── RECORDS SUPPLIED ──

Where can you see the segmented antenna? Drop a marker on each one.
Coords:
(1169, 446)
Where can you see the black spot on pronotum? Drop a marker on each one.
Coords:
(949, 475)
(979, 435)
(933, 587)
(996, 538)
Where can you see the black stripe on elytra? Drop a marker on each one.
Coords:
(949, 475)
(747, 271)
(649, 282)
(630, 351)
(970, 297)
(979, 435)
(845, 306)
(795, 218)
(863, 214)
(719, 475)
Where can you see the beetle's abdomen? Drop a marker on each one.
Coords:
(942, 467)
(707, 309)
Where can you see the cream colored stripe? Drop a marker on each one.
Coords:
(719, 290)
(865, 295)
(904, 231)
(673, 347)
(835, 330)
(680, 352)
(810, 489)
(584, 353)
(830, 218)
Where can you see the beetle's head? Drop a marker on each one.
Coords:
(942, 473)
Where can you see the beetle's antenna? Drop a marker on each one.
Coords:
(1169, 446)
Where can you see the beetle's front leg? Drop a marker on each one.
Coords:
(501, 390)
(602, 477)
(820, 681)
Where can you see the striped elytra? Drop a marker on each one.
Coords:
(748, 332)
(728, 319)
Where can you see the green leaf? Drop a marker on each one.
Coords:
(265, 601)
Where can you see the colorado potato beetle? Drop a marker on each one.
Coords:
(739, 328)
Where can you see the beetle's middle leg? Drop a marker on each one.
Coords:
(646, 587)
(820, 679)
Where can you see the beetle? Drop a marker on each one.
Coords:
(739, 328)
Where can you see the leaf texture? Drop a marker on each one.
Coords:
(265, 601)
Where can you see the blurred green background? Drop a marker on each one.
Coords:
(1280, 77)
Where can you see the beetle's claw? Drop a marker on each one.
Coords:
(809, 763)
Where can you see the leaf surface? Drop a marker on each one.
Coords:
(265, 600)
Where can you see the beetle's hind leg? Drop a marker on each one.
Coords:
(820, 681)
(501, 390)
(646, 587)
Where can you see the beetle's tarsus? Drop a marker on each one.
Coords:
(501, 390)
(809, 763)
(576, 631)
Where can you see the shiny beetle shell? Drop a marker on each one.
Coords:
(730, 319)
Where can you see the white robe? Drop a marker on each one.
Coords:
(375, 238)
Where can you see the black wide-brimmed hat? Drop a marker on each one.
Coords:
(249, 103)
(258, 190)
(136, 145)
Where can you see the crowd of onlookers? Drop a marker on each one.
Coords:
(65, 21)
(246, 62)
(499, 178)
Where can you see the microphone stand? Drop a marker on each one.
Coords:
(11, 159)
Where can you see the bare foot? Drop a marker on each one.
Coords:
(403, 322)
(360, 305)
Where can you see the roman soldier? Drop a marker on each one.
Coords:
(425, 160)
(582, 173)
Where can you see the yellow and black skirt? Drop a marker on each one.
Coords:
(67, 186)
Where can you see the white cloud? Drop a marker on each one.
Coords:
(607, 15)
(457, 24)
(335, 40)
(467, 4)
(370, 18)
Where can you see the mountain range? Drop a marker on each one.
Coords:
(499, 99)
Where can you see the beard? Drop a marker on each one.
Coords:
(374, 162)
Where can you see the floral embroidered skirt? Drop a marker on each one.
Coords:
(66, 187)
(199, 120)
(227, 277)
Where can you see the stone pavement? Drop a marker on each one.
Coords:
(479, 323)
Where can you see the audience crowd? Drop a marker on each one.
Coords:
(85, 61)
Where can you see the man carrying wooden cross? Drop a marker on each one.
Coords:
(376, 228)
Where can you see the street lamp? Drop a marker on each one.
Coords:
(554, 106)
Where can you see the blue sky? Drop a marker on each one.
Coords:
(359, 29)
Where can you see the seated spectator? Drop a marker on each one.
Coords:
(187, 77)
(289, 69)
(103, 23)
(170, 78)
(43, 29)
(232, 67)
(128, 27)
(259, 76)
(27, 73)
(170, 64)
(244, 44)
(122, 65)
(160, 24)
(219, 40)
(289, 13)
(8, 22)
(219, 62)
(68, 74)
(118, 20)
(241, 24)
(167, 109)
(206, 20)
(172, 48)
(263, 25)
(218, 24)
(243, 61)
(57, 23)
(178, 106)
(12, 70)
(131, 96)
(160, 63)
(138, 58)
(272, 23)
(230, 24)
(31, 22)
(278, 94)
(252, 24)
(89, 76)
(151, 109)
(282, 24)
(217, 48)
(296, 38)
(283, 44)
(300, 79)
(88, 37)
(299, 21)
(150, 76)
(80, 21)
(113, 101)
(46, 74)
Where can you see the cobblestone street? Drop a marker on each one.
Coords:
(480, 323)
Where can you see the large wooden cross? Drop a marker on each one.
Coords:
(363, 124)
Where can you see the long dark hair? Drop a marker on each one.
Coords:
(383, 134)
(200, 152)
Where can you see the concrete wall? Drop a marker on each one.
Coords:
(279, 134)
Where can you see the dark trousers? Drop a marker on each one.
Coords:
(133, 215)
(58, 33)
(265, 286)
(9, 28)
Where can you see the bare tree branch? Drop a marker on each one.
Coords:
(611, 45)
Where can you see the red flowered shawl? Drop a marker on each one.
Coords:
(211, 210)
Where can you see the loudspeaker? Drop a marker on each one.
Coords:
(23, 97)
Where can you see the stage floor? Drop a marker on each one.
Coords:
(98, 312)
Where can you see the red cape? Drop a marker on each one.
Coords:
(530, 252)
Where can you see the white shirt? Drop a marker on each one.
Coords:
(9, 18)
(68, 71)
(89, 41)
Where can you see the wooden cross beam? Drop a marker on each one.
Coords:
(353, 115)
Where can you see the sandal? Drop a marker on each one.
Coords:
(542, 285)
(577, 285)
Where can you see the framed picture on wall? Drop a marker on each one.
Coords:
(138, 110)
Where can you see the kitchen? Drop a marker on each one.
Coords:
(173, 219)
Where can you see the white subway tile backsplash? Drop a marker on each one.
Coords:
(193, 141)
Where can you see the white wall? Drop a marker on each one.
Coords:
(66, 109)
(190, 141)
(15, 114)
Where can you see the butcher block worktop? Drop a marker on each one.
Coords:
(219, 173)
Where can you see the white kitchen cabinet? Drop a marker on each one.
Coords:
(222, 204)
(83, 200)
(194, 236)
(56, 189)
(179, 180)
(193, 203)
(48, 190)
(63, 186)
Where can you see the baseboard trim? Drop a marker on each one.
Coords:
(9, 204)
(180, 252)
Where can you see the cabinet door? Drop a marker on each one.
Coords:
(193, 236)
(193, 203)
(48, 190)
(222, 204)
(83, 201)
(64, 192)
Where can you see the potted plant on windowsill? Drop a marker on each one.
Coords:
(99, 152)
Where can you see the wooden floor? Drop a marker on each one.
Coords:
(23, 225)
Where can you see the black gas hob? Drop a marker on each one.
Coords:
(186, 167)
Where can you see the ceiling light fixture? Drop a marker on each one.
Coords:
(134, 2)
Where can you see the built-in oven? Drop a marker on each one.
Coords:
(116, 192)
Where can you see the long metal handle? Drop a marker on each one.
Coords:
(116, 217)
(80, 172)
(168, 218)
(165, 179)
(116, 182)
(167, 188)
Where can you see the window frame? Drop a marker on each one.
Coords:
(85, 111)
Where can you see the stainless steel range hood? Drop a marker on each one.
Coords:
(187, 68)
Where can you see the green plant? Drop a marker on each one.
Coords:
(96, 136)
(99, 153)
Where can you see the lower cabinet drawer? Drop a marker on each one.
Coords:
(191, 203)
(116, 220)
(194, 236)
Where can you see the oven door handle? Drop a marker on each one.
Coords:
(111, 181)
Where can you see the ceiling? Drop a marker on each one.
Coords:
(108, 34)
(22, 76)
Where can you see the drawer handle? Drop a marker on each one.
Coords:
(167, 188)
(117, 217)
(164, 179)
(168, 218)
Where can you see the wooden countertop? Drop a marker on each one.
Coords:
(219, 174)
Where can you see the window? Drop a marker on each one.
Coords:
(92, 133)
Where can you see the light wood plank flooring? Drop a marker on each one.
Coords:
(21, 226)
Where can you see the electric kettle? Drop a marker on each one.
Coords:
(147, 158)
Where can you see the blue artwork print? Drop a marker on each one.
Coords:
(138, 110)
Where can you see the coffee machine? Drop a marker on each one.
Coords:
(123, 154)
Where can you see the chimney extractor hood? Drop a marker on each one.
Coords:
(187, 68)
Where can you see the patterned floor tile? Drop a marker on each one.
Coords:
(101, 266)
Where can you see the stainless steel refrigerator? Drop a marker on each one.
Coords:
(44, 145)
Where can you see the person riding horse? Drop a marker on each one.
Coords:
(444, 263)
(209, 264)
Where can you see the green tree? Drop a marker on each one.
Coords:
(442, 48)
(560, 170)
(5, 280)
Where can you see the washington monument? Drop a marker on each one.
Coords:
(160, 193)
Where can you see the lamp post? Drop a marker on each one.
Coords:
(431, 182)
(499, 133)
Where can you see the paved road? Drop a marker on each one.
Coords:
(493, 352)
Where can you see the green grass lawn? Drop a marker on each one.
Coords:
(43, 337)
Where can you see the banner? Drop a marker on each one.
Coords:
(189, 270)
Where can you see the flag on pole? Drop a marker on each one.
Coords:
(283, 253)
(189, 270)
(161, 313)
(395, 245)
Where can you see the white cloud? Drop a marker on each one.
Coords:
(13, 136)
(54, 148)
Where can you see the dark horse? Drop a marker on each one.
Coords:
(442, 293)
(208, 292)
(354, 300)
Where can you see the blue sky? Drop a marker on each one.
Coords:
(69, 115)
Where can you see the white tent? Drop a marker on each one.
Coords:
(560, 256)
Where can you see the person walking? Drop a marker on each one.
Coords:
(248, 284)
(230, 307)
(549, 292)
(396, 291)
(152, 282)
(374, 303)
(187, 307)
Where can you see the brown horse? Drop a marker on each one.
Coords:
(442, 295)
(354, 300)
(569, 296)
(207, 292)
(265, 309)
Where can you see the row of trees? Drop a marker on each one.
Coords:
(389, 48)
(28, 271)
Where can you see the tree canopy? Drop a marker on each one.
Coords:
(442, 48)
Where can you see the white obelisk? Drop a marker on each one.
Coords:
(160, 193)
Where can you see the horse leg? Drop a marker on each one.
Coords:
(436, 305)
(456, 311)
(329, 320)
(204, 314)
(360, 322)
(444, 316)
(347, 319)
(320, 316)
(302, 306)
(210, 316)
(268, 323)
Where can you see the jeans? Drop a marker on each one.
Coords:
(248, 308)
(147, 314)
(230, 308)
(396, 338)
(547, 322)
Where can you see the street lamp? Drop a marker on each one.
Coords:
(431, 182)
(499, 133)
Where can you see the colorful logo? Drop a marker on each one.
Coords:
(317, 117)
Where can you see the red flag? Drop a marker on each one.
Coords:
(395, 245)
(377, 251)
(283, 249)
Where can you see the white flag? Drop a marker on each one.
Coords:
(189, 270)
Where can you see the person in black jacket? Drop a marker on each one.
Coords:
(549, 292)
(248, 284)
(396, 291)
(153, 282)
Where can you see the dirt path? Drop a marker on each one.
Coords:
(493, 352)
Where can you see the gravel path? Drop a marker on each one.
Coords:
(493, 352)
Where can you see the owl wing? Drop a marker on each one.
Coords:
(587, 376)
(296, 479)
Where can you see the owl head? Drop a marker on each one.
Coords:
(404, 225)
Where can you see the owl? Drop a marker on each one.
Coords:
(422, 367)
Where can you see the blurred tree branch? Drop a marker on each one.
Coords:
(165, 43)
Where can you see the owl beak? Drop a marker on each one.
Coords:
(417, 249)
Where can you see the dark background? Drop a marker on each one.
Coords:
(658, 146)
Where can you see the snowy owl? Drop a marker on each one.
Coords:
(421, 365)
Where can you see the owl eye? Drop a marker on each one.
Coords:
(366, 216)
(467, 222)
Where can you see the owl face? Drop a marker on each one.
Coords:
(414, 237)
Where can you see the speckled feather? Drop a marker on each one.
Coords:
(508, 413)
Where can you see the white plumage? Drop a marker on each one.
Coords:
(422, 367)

───

◆ WORK REQUIRED ◆
Make a copy of each line in the records above that has the word "skirt".

◆ ANSWER BELOW ◆
Where can you see the yellow and black skirt? Drop a marker on each one.
Where can you see the floral embroidered skirt? Drop a marker on each one.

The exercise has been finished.